==== Material shown ====

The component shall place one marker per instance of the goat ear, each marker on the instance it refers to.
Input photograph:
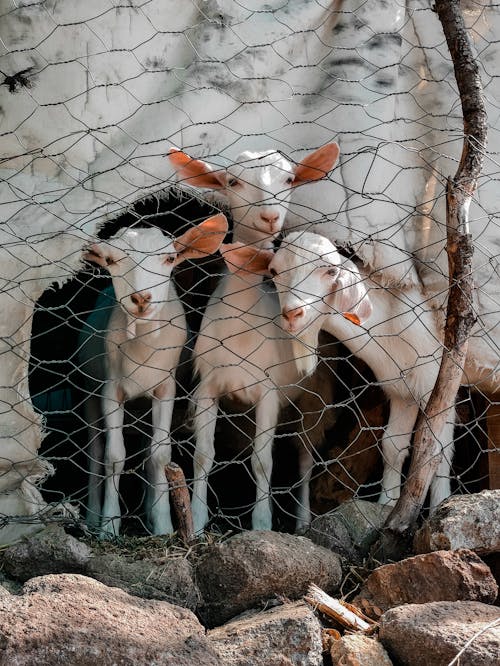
(202, 240)
(242, 259)
(317, 165)
(349, 295)
(97, 254)
(196, 172)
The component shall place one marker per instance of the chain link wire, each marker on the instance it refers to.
(95, 94)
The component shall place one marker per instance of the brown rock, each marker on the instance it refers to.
(433, 634)
(458, 575)
(463, 521)
(69, 619)
(282, 636)
(359, 650)
(252, 568)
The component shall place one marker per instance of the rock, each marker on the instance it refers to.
(350, 529)
(282, 636)
(458, 575)
(463, 521)
(359, 650)
(172, 580)
(330, 531)
(72, 619)
(251, 568)
(433, 634)
(48, 551)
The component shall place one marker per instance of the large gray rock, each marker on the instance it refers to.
(70, 619)
(350, 529)
(359, 650)
(282, 636)
(458, 575)
(251, 568)
(433, 634)
(172, 580)
(46, 552)
(463, 521)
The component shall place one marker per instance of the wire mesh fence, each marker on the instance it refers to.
(92, 100)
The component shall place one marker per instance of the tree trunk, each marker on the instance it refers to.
(426, 455)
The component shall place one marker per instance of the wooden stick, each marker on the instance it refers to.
(181, 504)
(338, 610)
(426, 453)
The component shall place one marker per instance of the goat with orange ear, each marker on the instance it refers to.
(134, 354)
(258, 186)
(398, 338)
(240, 351)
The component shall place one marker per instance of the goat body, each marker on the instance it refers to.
(240, 350)
(137, 356)
(319, 289)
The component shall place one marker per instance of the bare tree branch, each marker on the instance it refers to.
(459, 317)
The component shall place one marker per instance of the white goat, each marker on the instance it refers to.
(241, 352)
(320, 289)
(136, 355)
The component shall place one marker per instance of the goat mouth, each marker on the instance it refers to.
(142, 314)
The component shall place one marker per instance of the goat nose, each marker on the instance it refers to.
(292, 316)
(141, 299)
(270, 216)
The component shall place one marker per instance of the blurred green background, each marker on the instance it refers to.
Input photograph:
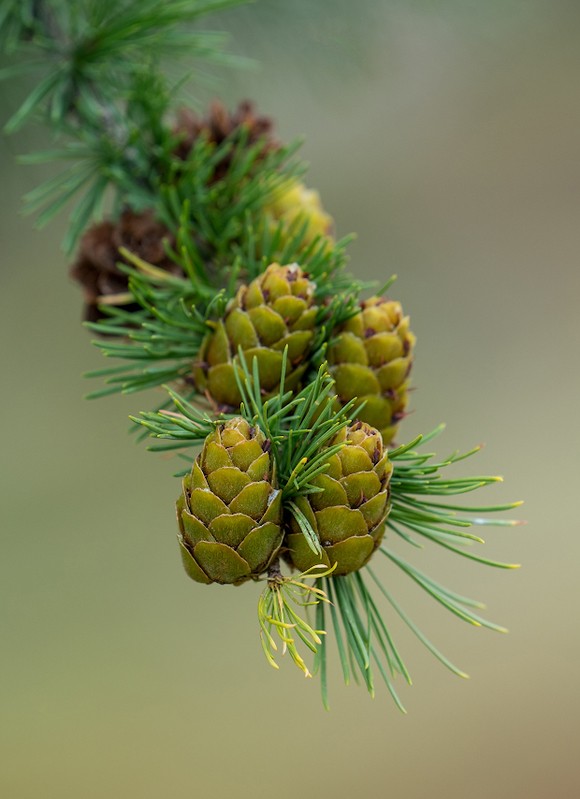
(446, 134)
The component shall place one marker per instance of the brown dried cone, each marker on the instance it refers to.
(218, 125)
(273, 312)
(96, 267)
(229, 512)
(371, 359)
(348, 514)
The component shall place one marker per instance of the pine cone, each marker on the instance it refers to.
(96, 265)
(348, 515)
(371, 359)
(294, 200)
(273, 311)
(229, 511)
(220, 124)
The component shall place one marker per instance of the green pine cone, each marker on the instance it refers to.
(371, 359)
(295, 201)
(274, 311)
(229, 512)
(348, 515)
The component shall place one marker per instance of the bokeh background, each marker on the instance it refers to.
(446, 134)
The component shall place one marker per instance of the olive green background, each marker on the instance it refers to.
(447, 136)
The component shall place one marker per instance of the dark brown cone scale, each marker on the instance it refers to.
(95, 268)
(220, 123)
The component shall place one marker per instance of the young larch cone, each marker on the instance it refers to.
(229, 511)
(371, 358)
(348, 512)
(274, 311)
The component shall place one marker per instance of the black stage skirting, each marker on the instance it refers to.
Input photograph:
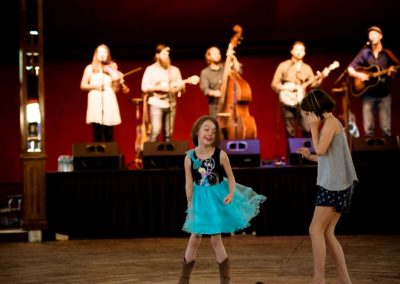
(141, 203)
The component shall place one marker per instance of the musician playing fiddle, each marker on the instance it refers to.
(102, 80)
(211, 76)
(290, 81)
(376, 96)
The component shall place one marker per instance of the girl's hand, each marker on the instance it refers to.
(228, 198)
(303, 151)
(313, 119)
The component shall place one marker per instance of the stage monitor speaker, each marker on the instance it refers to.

====

__Task to complete__. Could you rewrite every row above with "component" replaced by "tool" and nothing else changed? Leave out the pictures.

__Complete output__.
The tool shall place one marker per instance of the goat ear, each marker on the instance it refers to.
Input photograph:
(202, 240)
(242, 259)
(317, 165)
(349, 295)
(97, 254)
(196, 172)
The tool shall place one marker per instance of the chain link wire, each marker on the instance it refers to.
(95, 94)
The tool shall place one marker per instance of the brown rock, each marker on the instance it refers to.
(433, 634)
(458, 575)
(463, 521)
(69, 619)
(282, 636)
(359, 650)
(252, 568)
The tool shall place one marker per instance of the rock, each marker on the instance it refers to.
(350, 529)
(282, 636)
(458, 575)
(463, 521)
(359, 650)
(172, 580)
(330, 531)
(72, 619)
(251, 568)
(433, 634)
(48, 551)
The tool shall place one marker per instance of the large gray rock, each marker on the instance it refers to.
(70, 619)
(350, 529)
(359, 650)
(282, 636)
(458, 575)
(251, 568)
(433, 634)
(172, 580)
(46, 552)
(463, 521)
The tool shall place one marker per instance of the wire mesh fence, each marker on the instance it refers to.
(92, 100)
The tool shall place one marker per instance of the tree trunk, each marker on the instance it refers to.
(426, 455)
The tool shall place one marker per instance of the wooden stick, each marker on the instance it refers to.
(181, 504)
(338, 610)
(426, 453)
The tool shall place one marker per instance of the goat with orange ear, each marker on the instance it refers to.
(134, 354)
(258, 186)
(398, 338)
(240, 351)
The tool shall place one marker per instance of the goat body, each marker on the instance it refers to.
(240, 350)
(137, 356)
(319, 289)
The tool shall place one marker per instance of the bare tree branch, each marker on the instance it refers to.
(459, 317)
The tool shall place one marker per instance of the white goat, each marker on the instance it refers to.
(241, 352)
(320, 289)
(136, 355)
The tool shall place one marker per instance of the goat mouth, each marker on the instance it refers to.
(142, 314)
The tool shall place one marker per instance of the goat nose, each marker on the instance it refers to.
(292, 316)
(141, 299)
(270, 216)
The tool shall place one marker per instance of the blurred green background, each marker on the instance it refers to.
Input photograph:
(446, 134)
The tool shall place one marker per instance of the brown dried cone, each marker on the instance it refers to.
(218, 125)
(273, 312)
(96, 267)
(229, 512)
(371, 359)
(348, 514)
The tool shall place one marker per instance of the pine cone, each marker on the instance it refers to.
(96, 265)
(348, 515)
(371, 359)
(294, 200)
(273, 311)
(229, 511)
(220, 124)
The tool shall place one marker per instance of the green pine cone, each marker on the instance it refers to.
(371, 359)
(295, 201)
(274, 311)
(229, 512)
(348, 515)
The tool shall place one marker per instance of the bokeh background, each marker on the instance it refers to.
(446, 134)
The tool shall place one marker per instance of the olive green background, each marker on the instance it refers to.
(447, 136)
The tool shall place one marker per instance of the dark brown cone scale, each marker on the instance it refers to.
(95, 268)
(220, 123)
The tool shall place one marker per instance of the young larch cone, each marker on the instance it refers to.
(229, 511)
(371, 358)
(348, 512)
(274, 311)
The tool shall place one marker per instance of the black stage skirting, each marker on the instance it refers to.
Input photograph:
(141, 203)
The tool shall place one marker per instance of the musician playing fiddle, each marker on the instance it refers to.
(102, 80)
(211, 76)
(290, 81)
(376, 96)
The tool shall place one marker per instance of the girl's hand, each marker on the instance it refers to.
(228, 198)
(303, 151)
(313, 119)
The tool shall place one marker per instance of the stage monitor speaker, each marker on the instance it refers to.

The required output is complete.